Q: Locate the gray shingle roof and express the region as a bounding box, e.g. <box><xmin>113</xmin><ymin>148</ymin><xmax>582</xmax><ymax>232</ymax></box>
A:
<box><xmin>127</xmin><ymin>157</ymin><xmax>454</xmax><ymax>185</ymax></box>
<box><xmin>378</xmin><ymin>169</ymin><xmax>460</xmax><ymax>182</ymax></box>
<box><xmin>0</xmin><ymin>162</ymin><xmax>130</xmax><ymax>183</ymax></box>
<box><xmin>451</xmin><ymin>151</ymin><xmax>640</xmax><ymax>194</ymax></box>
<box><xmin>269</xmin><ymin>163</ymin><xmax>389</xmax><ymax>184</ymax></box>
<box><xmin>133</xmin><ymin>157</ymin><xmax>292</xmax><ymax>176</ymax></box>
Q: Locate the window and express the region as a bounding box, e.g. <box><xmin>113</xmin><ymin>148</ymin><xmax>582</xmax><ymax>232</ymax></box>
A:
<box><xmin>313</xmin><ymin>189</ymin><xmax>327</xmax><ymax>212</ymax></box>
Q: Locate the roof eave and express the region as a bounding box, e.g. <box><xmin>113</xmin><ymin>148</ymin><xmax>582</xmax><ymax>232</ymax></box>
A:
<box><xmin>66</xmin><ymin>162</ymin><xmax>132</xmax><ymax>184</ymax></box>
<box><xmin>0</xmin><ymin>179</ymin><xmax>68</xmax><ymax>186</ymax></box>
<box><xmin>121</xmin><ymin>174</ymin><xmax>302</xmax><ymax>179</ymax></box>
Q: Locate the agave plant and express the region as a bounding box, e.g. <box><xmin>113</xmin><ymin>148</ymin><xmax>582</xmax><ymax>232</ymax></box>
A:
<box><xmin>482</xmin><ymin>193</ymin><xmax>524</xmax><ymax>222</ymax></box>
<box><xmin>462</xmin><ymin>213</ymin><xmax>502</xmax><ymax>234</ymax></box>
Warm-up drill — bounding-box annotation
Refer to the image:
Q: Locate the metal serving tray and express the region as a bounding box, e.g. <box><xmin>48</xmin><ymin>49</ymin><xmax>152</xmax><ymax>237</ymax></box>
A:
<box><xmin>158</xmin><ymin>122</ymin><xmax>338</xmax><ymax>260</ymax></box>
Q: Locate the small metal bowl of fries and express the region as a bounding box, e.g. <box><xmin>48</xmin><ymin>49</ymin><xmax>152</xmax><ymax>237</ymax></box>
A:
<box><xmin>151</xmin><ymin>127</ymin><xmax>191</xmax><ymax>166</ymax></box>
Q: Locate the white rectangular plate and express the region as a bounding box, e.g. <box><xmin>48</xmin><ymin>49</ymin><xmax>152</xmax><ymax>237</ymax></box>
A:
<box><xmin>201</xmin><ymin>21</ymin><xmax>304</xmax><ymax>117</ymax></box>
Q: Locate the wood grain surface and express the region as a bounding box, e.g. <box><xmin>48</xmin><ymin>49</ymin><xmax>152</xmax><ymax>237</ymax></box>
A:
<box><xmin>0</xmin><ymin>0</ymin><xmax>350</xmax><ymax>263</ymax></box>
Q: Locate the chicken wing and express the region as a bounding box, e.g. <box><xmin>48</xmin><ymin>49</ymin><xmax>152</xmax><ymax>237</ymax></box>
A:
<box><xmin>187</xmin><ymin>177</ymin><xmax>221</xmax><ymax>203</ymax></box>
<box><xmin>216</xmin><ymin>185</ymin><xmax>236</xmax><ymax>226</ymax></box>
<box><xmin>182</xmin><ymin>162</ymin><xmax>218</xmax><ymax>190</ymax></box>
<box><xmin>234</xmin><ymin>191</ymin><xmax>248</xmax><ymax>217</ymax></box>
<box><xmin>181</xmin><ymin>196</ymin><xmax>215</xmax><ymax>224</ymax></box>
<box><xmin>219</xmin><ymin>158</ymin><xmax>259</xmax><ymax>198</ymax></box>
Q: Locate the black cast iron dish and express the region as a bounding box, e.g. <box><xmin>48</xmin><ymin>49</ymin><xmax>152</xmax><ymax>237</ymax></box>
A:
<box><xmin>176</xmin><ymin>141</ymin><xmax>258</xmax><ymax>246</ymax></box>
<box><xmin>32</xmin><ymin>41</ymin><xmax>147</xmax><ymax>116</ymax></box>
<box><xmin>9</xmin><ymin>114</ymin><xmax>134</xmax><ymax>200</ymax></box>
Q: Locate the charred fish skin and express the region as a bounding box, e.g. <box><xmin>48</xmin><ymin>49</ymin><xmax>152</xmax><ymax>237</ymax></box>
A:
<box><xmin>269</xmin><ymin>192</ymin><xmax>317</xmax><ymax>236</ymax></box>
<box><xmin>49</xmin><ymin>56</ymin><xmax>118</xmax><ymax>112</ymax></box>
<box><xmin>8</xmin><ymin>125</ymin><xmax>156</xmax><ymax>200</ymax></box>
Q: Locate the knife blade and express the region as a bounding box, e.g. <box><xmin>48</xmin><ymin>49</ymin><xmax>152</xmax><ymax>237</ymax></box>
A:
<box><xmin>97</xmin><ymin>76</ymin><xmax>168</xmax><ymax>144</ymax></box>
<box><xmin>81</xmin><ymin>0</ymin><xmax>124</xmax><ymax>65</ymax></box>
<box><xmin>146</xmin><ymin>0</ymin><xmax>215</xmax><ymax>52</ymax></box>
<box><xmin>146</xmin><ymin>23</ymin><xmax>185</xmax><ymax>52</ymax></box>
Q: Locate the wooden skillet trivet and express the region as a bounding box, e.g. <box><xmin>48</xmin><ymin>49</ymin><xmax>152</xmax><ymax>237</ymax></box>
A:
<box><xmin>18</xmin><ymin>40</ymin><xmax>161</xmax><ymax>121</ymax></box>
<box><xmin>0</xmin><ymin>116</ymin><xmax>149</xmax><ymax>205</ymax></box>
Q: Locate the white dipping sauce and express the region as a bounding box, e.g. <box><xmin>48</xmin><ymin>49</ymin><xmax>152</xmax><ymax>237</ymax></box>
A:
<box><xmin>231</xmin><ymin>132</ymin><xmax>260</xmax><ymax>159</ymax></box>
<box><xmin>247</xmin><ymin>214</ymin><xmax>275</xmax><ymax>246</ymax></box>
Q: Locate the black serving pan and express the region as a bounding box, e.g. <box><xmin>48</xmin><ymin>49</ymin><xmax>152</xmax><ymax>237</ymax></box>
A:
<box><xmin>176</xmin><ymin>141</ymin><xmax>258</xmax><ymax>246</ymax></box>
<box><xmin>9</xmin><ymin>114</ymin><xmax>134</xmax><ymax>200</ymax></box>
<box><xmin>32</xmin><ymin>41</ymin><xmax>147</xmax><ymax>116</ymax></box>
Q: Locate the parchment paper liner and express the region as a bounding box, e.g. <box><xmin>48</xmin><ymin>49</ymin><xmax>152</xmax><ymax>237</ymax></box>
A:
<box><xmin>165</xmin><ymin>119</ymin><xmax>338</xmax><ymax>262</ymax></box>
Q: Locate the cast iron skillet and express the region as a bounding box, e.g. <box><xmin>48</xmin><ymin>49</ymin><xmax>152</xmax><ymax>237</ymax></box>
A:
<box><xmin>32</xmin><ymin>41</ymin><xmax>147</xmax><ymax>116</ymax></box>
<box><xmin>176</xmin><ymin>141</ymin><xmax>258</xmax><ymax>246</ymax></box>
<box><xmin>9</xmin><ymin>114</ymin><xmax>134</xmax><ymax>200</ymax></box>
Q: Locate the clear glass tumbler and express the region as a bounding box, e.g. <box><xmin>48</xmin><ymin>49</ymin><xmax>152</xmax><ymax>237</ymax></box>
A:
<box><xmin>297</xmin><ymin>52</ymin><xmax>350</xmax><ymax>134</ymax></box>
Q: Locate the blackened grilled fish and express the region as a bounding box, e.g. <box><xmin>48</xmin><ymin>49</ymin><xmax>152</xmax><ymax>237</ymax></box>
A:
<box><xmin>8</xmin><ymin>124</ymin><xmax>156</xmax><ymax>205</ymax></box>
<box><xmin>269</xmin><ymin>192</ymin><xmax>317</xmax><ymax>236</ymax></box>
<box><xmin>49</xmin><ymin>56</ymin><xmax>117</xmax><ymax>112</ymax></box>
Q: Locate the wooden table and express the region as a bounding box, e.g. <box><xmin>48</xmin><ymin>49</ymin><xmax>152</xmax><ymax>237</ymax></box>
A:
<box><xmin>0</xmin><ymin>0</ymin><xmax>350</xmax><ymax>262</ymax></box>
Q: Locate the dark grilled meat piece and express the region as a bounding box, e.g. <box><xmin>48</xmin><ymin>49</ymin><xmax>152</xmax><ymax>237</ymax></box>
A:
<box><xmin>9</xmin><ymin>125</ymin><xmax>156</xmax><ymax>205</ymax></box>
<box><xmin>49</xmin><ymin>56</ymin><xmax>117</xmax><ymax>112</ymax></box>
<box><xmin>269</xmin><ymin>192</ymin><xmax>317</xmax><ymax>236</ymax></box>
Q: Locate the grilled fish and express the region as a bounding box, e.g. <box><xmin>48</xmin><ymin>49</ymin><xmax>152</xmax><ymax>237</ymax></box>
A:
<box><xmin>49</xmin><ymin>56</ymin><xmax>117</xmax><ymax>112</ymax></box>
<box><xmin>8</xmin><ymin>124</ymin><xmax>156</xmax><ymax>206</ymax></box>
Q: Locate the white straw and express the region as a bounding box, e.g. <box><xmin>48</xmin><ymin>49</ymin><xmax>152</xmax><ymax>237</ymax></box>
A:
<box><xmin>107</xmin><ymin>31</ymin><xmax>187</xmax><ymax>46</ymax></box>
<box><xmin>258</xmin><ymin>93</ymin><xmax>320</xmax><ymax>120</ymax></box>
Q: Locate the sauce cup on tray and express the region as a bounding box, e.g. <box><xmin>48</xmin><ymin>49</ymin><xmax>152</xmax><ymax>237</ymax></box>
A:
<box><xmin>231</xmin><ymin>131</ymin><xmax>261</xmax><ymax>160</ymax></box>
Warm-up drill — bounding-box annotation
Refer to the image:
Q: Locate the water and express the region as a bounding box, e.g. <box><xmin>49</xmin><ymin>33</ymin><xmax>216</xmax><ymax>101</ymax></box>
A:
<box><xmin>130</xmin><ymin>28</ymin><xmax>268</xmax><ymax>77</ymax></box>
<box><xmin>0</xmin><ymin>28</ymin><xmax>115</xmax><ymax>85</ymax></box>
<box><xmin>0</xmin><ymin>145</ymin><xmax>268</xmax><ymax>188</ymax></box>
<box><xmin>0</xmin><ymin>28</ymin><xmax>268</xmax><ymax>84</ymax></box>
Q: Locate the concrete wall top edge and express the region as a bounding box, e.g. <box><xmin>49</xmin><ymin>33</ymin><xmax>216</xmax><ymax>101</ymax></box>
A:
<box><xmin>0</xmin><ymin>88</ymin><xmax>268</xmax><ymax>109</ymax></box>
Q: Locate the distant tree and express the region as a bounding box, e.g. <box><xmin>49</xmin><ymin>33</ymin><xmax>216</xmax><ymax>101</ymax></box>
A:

▬▬▬▬▬▬▬▬▬▬

▶ WRITTEN EXERCISE
Copy the material from the line with "Q: Locate the dark" through its end, changing "Locate" to "Find" everywhere and leaving everything else the same.

▶ OUTPUT
Q: Find the dark grilled meat piece and express the region as a bounding box, e.g. <box><xmin>48</xmin><ymin>49</ymin><xmax>152</xmax><ymax>237</ymax></box>
A:
<box><xmin>9</xmin><ymin>125</ymin><xmax>156</xmax><ymax>205</ymax></box>
<box><xmin>49</xmin><ymin>56</ymin><xmax>117</xmax><ymax>112</ymax></box>
<box><xmin>269</xmin><ymin>192</ymin><xmax>317</xmax><ymax>236</ymax></box>
Q: Find the grilled fish and express the region as a bounding box, e.g. <box><xmin>48</xmin><ymin>49</ymin><xmax>152</xmax><ymax>237</ymax></box>
A:
<box><xmin>49</xmin><ymin>56</ymin><xmax>117</xmax><ymax>112</ymax></box>
<box><xmin>8</xmin><ymin>124</ymin><xmax>156</xmax><ymax>206</ymax></box>
Q: Find the white straw and express the region as a bounding box, e.g. <box><xmin>48</xmin><ymin>49</ymin><xmax>152</xmax><ymax>237</ymax></box>
A:
<box><xmin>107</xmin><ymin>31</ymin><xmax>187</xmax><ymax>46</ymax></box>
<box><xmin>258</xmin><ymin>93</ymin><xmax>320</xmax><ymax>120</ymax></box>
Q: Find the sauce cup on tray and express the region as a bounding box, e.g. <box><xmin>48</xmin><ymin>49</ymin><xmax>152</xmax><ymax>237</ymax></box>
A:
<box><xmin>231</xmin><ymin>131</ymin><xmax>261</xmax><ymax>160</ymax></box>
Warm-up drill — bounding-box annotation
Refer to the image:
Q: Find the water and express the region as a bounding box, e.g. <box><xmin>49</xmin><ymin>33</ymin><xmax>216</xmax><ymax>101</ymax></box>
A:
<box><xmin>130</xmin><ymin>28</ymin><xmax>268</xmax><ymax>77</ymax></box>
<box><xmin>0</xmin><ymin>28</ymin><xmax>115</xmax><ymax>85</ymax></box>
<box><xmin>0</xmin><ymin>145</ymin><xmax>268</xmax><ymax>188</ymax></box>
<box><xmin>0</xmin><ymin>28</ymin><xmax>268</xmax><ymax>84</ymax></box>
Q: Find the concrete wall top edge and express the region as a bounding box, e.g. <box><xmin>49</xmin><ymin>33</ymin><xmax>216</xmax><ymax>101</ymax></box>
A:
<box><xmin>0</xmin><ymin>88</ymin><xmax>268</xmax><ymax>109</ymax></box>
Q: Find the distant tree and express the region as a bounding box, e.g. <box><xmin>49</xmin><ymin>33</ymin><xmax>216</xmax><ymax>101</ymax></box>
A:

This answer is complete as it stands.